→ Given passage:
Casting Fex DataFrame does not correctly assign default Fex metadata

YounZGrace commented 4 months ago

When we run detections, the Detector class automatically fills out all of the relevant Fex meta data. However, when we cast at pandas dataframe as a Fex object, this needs to be manually passed as a keyword. Unfortunately, as a consequence a lot of the internal Fex functions don't work correctly such as compute_identities().

 def __init__(self, *args, **kwargs):
        ### Columns ###
        self.au_columns = kwargs.pop("au_columns", None)
        self.emotion_columns = kwargs.pop("emotion_columns", None)
        self.facebox_columns = kwargs.pop("facebox_columns", None)
        self.landmark_columns = kwargs.pop("landmark_columns", None)
        self.facepose_columns = kwargs.pop("facepose_columns", None)
        self.identity_columns = kwargs.pop("identity_columns", None)
        self.gaze_columns = kwargs.pop("gaze_columns", None)
        self.time_columns = kwargs.pop("time_columns", None)
        self.design_columns = kwargs.pop("design_columns", None)

        ### Meta data ###
        self.filename = kwargs.pop("filename", None)
        self.sampling_freq = kwargs.pop("sampling_freq", None)
        self.detector = kwargs.pop("detector", None)
        self.face_model = kwargs.pop("face_model", None)
        self.landmark_model = kwargs.pop("landmark_model", None)
        self.au_model = kwargs.pop("au_model", None)
        self.emotion_model = kwargs.pop("emotion_model", None)
        self.facepose_model = kwargs.pop("facepose_model", None)
        self.identity_model = kwargs.pop("identity_model", None)
        self.features = kwargs.pop("features", None)
        self.sessions = kwargs.pop("sessions", None)

        self.verbose = kwargs.pop("verbose", False)

@ejolly I think we should be trying to automatically figure this out if the columns are not empty or don't exist.

Grace & Luke

ljchang commented 4 months ago

@ejolly , I started looking into this and I think this will require a discussion before I start writing code.

Basically, in the first version of py-feat (before we added the detection module), the idea was to have a standard to import all of the different software packages. This resulted in separate ways to load data files from openface, facet, etc., which is why we force users to pass in different column names to initialize a fex object.

Now that we've added the detector module and have started to move away from our initial idea of importing data from different packages, I think we could be a bit more strict in initializing a Fex object, which would make this a lot easier and also more similar to our other data representations in nltools (Brain_Data, Adjacency, etc).

I'm leaning towards the latter option, but wanted your input before I proceed.

ejolly commented 4 months ago

@ljchang Can you give me a little more context for what situation you're trying to caste a data-frame to a Fex object (as opposed to just using the Fex created by a Detector)?

I'm inclined to agree with your take about being stricter given the changes to py-feat. But at the same time this strikes me as a "code-smell" i.e. an anti-pattern that we shouldn't be letting users get into in the first place. Can we make a change to avoid giving people the intuition, that converting a data-frame to a Fex object is good practice?

ljchang commented 4 months ago

Well the main use case, which is very common is loading a file of previously dectected images/movies. Currently, it does not automatically import all of the Fex properties by default.

There is an undocumented read_feat() method on a Fex object, which is clunky, plus it doesn't work correctly.

→ Instruction:
In the issue thread above, which internal Fex function is named as an example of one that fails when a pandas dataframe is cast as a Fex object?

(Point labels for photos)

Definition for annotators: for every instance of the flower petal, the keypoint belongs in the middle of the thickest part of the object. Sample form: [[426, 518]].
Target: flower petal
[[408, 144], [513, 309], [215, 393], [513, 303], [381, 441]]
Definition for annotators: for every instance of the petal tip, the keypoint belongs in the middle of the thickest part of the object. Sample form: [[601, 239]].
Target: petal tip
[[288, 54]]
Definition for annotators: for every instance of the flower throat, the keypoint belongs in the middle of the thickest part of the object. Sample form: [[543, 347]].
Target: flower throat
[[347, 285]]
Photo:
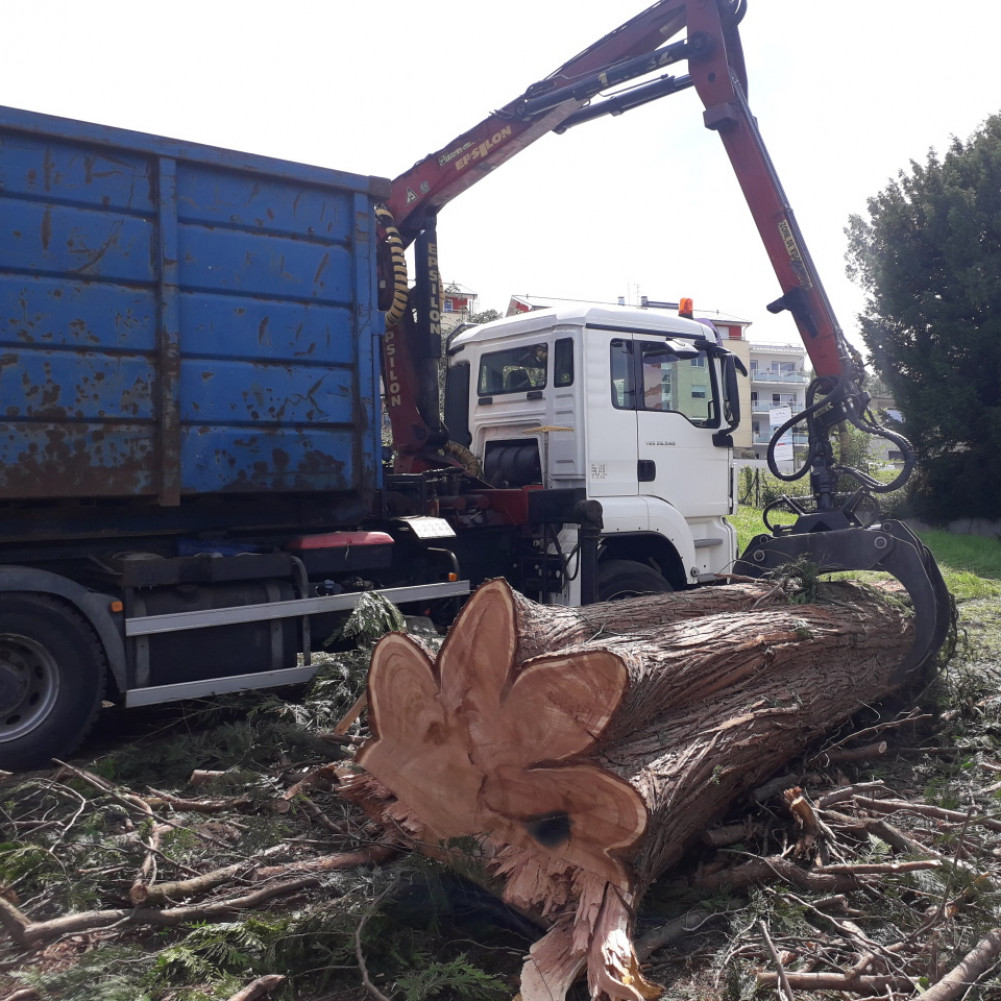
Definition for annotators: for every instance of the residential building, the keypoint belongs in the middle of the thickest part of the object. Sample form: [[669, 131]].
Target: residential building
[[779, 377], [457, 304]]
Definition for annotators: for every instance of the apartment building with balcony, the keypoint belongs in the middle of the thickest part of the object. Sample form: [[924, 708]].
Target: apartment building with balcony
[[779, 376]]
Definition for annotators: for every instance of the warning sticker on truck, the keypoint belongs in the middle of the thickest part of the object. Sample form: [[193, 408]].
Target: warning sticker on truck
[[793, 249]]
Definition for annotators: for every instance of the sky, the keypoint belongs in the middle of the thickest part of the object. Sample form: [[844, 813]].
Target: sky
[[846, 92]]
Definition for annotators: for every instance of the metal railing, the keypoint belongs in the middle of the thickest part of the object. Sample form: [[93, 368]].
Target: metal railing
[[770, 375]]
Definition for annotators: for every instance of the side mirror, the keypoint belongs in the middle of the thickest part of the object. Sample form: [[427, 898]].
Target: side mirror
[[731, 390]]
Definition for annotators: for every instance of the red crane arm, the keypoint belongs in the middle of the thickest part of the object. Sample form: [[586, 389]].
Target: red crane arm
[[438, 177], [639, 47], [721, 82]]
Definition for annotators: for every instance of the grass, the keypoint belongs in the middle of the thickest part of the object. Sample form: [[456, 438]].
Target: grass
[[66, 847], [970, 565]]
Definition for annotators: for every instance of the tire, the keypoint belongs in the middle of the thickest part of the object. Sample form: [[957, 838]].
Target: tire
[[619, 579], [52, 678]]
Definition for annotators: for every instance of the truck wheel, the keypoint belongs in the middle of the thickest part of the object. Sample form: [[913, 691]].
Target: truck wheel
[[52, 677], [619, 579]]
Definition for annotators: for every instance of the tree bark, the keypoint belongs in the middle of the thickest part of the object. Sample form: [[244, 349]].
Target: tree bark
[[575, 754]]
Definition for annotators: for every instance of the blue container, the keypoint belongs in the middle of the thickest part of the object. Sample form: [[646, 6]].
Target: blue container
[[178, 320]]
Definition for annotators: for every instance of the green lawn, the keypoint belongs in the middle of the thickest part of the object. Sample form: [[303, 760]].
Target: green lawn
[[970, 565]]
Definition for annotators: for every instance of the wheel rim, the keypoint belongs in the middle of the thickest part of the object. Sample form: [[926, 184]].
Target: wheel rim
[[29, 685]]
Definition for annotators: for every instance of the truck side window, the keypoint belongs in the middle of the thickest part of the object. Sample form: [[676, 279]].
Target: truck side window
[[676, 384], [621, 368], [563, 361], [515, 369]]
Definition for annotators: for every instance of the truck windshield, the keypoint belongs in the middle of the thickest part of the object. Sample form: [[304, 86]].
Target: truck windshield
[[515, 369]]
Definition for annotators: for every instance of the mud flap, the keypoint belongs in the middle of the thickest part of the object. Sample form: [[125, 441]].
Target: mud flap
[[891, 548]]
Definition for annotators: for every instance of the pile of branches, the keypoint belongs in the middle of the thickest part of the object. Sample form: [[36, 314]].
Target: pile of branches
[[238, 883]]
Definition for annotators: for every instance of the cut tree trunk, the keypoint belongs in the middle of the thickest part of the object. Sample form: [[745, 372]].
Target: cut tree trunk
[[574, 755]]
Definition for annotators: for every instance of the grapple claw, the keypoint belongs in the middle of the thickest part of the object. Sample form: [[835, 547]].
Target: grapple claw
[[890, 547]]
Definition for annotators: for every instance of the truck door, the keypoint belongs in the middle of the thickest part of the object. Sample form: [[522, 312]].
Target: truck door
[[678, 412]]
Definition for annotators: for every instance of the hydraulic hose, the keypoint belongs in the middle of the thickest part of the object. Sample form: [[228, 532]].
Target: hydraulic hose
[[394, 243]]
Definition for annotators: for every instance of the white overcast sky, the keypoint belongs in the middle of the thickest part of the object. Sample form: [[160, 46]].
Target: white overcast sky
[[847, 92]]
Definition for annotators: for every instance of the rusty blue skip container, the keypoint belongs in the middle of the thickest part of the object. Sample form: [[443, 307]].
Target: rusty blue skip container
[[178, 320]]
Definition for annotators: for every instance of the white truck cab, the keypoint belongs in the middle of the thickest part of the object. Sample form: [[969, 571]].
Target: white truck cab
[[635, 405]]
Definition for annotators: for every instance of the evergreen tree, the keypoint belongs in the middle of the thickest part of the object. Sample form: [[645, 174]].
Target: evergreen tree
[[929, 259]]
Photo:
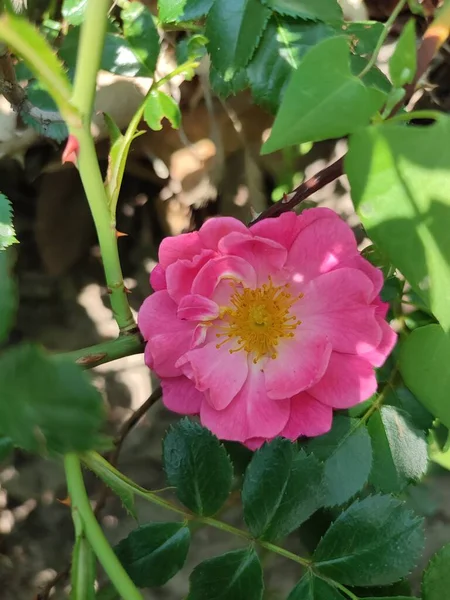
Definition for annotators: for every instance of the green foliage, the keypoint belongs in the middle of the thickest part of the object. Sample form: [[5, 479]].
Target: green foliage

→ Result:
compute_identities()